Can you rewrite the part of the listing that opens with the line containing "emblem in this photo." and closes with the line containing "[(422, 172), (567, 214)]", swapping "marker" for "pin" and leaving everything else as it is?

Records provided —
*****

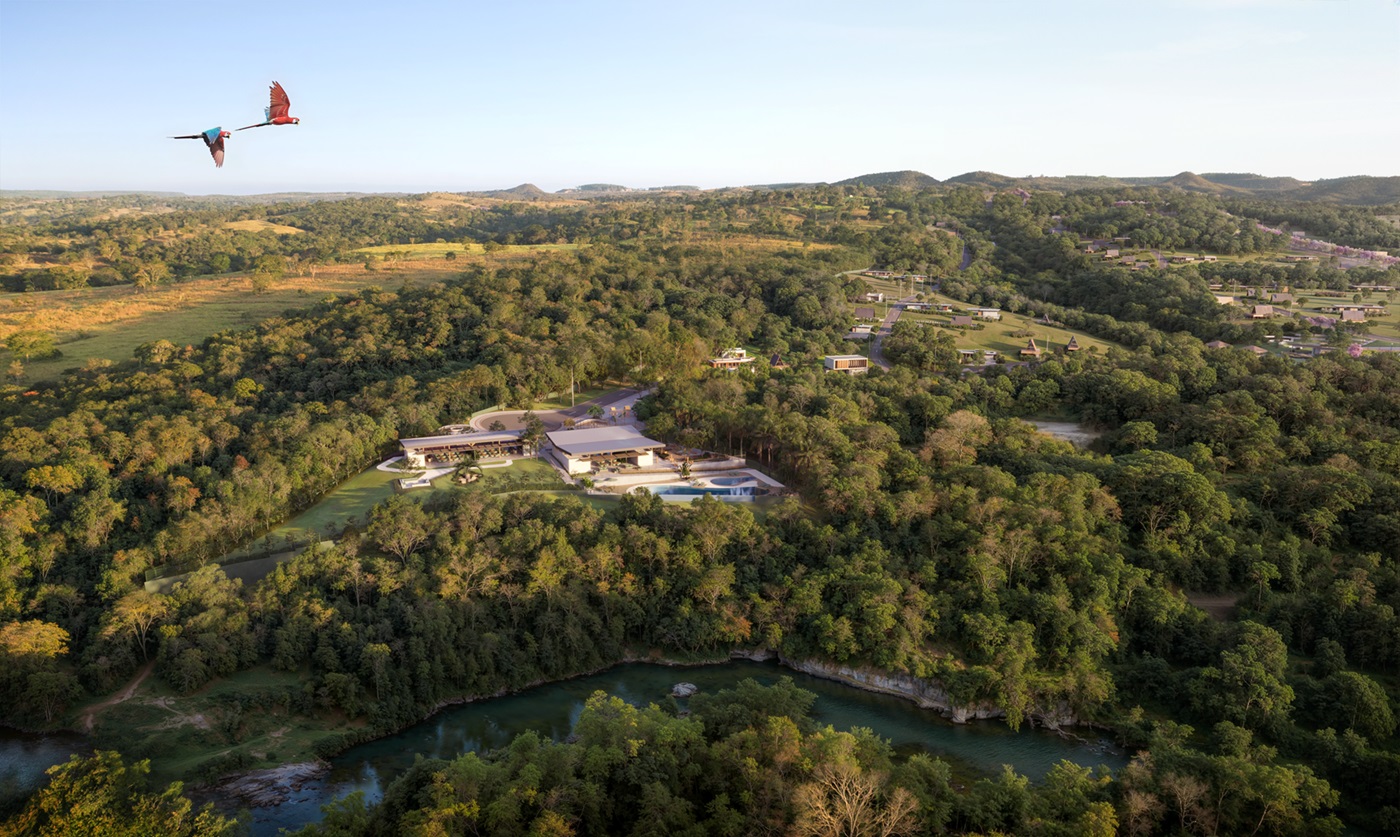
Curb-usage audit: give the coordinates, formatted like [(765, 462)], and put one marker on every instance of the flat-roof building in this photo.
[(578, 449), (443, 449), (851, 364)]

*****

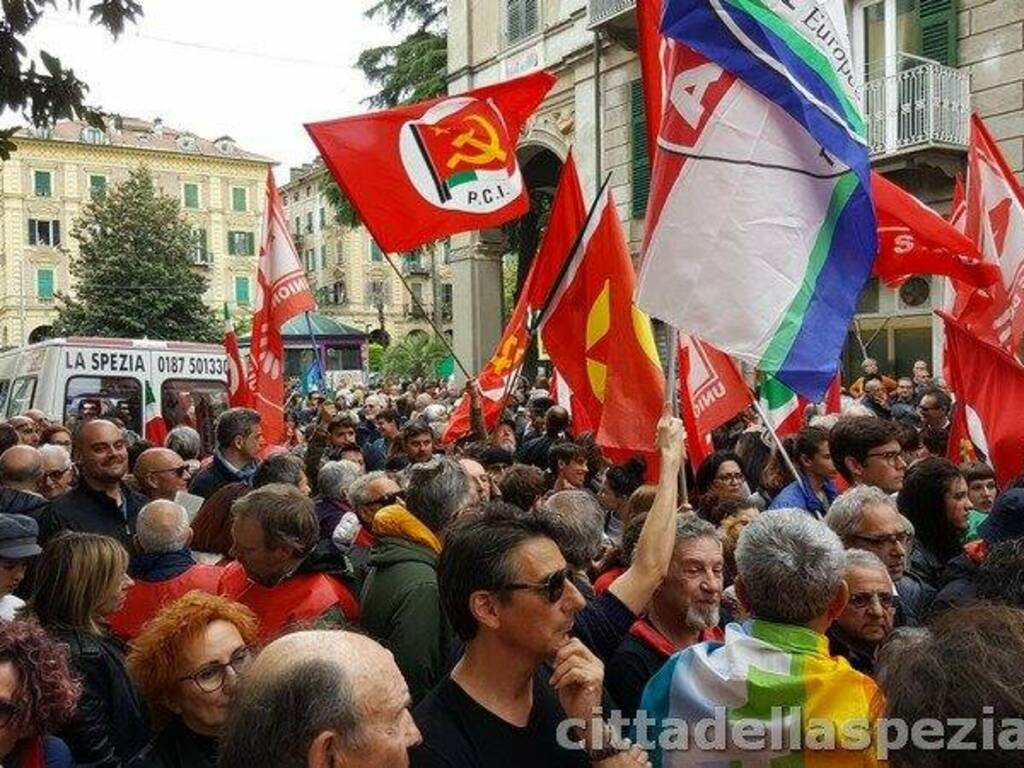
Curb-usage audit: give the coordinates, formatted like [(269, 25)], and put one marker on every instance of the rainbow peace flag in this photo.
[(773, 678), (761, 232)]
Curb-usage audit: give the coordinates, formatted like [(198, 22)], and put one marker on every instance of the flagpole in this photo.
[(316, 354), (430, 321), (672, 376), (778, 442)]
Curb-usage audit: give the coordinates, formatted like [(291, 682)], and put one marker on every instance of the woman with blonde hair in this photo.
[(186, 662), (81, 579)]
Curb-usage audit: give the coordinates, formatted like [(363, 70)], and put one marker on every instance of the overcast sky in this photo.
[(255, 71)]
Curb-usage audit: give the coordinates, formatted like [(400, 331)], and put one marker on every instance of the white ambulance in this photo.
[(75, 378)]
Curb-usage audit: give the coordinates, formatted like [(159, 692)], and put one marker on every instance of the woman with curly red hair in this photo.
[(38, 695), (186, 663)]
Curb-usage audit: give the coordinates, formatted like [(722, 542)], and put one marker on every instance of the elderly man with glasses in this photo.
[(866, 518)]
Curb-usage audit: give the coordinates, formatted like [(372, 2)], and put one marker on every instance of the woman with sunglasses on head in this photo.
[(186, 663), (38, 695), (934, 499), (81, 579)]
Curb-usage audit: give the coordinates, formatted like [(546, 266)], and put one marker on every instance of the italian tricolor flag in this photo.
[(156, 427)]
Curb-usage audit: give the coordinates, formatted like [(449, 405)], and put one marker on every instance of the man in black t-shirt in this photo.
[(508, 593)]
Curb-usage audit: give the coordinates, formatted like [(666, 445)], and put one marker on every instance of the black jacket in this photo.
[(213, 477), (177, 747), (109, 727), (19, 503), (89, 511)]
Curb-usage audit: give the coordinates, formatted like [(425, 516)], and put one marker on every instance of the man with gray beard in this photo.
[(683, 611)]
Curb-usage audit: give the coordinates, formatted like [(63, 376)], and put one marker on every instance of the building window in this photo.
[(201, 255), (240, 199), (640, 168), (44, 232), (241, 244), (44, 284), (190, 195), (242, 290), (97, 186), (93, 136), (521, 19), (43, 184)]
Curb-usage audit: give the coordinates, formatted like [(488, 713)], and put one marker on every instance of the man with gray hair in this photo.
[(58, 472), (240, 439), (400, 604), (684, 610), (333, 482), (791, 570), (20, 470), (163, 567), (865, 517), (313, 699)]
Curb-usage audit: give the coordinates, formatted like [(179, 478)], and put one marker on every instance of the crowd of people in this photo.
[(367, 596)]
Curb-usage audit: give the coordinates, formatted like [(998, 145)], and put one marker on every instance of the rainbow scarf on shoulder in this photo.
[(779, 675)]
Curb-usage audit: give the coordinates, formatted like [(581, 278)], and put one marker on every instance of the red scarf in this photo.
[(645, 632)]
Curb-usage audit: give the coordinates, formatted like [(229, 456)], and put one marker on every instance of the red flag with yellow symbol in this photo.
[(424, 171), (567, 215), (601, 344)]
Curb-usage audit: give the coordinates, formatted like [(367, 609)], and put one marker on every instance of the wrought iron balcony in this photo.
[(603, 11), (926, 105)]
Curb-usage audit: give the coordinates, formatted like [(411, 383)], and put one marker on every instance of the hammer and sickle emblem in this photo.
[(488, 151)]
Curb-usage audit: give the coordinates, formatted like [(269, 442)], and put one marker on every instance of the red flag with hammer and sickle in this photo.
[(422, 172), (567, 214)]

*****

Solution to this problem —
Curb-usage audit: give the coordinates, formatted like [(411, 383)], and put one pin on every instance of the hammer and sickle emblem in this photo.
[(488, 151)]
Curb-usage audit: give the coordinates, formatted like [(269, 442)], and put one pin on every instance of the red flag with hammer and sickle in this photo.
[(422, 172), (567, 214)]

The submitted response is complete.